──────── PASSAGE SHOWN ────────
Texture is the number one reason to reject a food, so if you find your child doesn’t like a certain food try to mix up textures and flavours and perhaps the next time they try it they may love it. Stay strong, it is a process.
The Picky Eating Phase… How to deal!
Here are a few things to remember during these challenging times:
- Children go through different growth phases and they are not always going to have a huge appetite, try and allow them to eat when they are hungry and eat until satisfied. Do not force them to eat the same amount daily, their hunger will fluctuate and you need to allow them to learn to listen to their body’s signals.
- Try not to get discouraged by these phases because that is all they are, a phase. If they are having a picky week try and find ways to make food and meal time fun. Stay positive and focus on how you can foster healthy attitudes towards food and meal times.
- Get creative! Look at the things they do like, do they want to eat off your plate, are your foods more enticing? If so, give them the same sized plate or feed them what you are eating, try and find ways that excite them about food. Cut fruit into shapes, let them drink their soup, add fruit into their veggie purees.
- Look at the long game. Dr. Sears stresses that parents should view a balanced diet by assessing a child’s weekly diet as opposed to daily. It sets a more realistic and accurate overview.
- It does not mean you now have a picky eater. Try not to use labels that make are distressing. Healthy living is about the journey not the destination and you will impress yourself with how inventive you can get when given the challenge. I know because I impress myself with my ability to think outside the box when given the opportunity. To be honest, I felt those feeling of panic, “oh great now I have a picky eater”, but I caught myself and I changed my reaction. I knew I could do better and be a good example for my child on how to cope with change. I know you are capable of doing the same.
──────── DATA EXTRACTS ────────
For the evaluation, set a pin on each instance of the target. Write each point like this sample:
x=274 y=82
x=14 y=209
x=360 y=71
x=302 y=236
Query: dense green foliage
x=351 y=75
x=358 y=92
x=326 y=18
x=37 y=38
────────
● WORK INSTRUCTION 1
From the picky eating text, reproduce the passage that begins with the words "- Try not to" and ends after the words "and meal times.".
● WORK INSTRUCTION 2
Using the picky eating text, answer these questions:
(a) What is given as the number one reason to reject a food?
(b) According to Dr. Sears, over what span of time should parents assess a child's diet?
(c) Into what does the text suggest cutting fruit?

● EXPECTED OUTPUT 1
- Try not to get discouraged by these phases because that is all they are, a phase. If they are having a picky week try and find ways to make food and meal time fun. Stay positive and focus on how you can foster healthy attitudes towards food and meal times.

● EXPECTED OUTPUT 2
(a) Texture.
(b) Weekly, as opposed to daily.
(c) Shapes.